▶ _Data Tugas_:
::::::::::

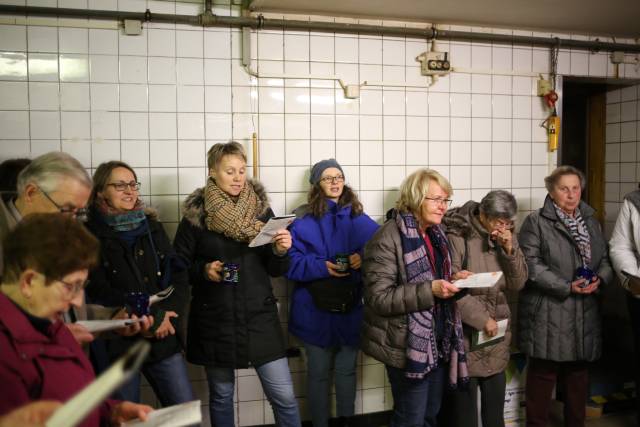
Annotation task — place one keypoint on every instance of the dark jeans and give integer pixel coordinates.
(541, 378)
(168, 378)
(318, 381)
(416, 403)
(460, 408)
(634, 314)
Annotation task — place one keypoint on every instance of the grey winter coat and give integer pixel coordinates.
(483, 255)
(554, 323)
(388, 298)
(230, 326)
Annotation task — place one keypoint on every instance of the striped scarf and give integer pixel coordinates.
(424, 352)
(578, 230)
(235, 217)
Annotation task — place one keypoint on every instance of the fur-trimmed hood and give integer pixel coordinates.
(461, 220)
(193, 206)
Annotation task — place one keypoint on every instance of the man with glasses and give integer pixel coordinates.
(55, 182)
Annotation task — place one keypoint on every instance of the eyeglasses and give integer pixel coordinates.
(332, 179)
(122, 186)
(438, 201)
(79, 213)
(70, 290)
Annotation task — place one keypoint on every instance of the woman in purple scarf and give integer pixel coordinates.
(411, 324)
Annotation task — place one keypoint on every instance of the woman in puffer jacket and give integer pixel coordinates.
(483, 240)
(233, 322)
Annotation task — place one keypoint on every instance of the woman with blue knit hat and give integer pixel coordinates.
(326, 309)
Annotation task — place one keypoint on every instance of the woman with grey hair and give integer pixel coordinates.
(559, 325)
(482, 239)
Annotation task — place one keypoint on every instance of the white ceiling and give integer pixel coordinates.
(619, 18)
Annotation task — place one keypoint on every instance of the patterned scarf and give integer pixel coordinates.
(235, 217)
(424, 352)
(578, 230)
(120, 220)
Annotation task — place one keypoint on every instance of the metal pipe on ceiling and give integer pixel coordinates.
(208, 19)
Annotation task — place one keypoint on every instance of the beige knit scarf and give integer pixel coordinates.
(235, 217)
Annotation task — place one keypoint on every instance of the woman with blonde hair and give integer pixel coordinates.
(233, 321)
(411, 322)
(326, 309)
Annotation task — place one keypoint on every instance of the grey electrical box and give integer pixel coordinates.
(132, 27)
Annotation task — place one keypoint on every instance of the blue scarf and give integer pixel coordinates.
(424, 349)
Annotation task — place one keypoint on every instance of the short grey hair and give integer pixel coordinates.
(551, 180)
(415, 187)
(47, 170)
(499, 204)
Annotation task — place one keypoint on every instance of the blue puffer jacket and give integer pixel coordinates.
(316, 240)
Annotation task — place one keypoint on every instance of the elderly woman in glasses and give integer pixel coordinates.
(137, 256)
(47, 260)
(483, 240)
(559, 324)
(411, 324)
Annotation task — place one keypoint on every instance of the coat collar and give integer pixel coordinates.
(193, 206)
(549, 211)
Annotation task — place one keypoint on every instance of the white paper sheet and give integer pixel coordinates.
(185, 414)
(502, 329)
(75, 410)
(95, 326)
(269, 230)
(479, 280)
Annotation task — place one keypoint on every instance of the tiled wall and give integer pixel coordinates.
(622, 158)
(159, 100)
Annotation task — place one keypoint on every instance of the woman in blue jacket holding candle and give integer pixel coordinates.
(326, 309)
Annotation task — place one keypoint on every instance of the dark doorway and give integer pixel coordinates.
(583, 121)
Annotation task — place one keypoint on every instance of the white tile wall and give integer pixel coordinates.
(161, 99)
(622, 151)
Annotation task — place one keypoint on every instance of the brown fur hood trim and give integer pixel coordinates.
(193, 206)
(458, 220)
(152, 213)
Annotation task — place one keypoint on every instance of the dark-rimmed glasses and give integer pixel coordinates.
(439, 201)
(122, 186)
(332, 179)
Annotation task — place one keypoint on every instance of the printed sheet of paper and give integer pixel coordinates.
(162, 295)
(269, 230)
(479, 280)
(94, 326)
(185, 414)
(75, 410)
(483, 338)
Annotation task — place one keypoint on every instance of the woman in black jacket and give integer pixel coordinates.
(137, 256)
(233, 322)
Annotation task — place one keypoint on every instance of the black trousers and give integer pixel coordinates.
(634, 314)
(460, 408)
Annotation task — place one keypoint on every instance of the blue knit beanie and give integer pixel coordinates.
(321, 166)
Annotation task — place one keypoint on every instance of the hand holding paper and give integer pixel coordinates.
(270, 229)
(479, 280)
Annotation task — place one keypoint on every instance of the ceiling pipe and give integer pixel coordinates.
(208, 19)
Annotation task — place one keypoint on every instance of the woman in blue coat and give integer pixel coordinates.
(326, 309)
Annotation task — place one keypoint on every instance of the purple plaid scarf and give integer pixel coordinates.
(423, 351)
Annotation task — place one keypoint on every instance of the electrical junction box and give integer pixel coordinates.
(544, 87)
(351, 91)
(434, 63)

::::::::::

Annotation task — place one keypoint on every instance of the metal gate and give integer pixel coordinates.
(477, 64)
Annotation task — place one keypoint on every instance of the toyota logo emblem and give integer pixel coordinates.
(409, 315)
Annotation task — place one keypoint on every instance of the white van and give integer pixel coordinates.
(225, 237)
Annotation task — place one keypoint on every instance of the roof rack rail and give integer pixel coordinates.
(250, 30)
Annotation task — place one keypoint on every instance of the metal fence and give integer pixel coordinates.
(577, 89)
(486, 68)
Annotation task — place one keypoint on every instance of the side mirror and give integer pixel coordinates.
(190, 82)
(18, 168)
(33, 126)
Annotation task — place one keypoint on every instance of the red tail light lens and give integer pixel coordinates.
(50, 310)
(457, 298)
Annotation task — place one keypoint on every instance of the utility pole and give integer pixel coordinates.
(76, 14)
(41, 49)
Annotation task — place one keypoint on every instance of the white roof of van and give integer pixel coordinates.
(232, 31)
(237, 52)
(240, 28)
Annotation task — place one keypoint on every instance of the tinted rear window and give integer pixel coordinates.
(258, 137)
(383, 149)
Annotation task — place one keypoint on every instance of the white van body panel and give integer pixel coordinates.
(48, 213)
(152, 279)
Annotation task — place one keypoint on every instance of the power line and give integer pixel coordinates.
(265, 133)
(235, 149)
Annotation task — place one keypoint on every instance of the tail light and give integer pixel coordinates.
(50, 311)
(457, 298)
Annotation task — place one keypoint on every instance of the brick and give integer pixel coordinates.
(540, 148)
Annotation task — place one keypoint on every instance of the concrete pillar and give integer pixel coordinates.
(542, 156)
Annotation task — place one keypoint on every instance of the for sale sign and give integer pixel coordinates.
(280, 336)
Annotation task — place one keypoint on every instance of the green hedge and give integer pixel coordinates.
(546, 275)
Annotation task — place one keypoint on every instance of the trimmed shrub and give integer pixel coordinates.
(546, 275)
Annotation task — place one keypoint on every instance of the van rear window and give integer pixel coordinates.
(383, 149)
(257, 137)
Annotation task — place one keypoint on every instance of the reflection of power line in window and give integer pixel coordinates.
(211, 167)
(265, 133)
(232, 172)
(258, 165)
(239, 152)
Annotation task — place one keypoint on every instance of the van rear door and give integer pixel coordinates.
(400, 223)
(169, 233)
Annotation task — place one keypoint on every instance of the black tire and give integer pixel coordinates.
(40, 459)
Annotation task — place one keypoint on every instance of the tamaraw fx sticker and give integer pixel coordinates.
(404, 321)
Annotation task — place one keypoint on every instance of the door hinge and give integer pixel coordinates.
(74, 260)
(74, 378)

::::::::::

▶ _Petunjuk Kerja_: Laporkan setiap baris data yang memuat kata "blue" dengan menyalin baris itu secara utuh.

▶ _Jawaban Latihan_:
Annotation task — place one keypoint on every instance of the woman with blue knit hat and give integer pixel coordinates.
Annotation task — place one keypoint on every instance of the blue scarf and give integer pixel coordinates.
Annotation task — place one keypoint on every instance of the blue puffer jacket and give integer pixel coordinates.
Annotation task — place one keypoint on every instance of the woman in blue jacket holding candle and give integer pixel coordinates.
Annotation task — place one keypoint on every instance of the blue knit beanie and give integer pixel coordinates.
Annotation task — place one keypoint on every instance of the woman in blue coat and give integer pixel coordinates.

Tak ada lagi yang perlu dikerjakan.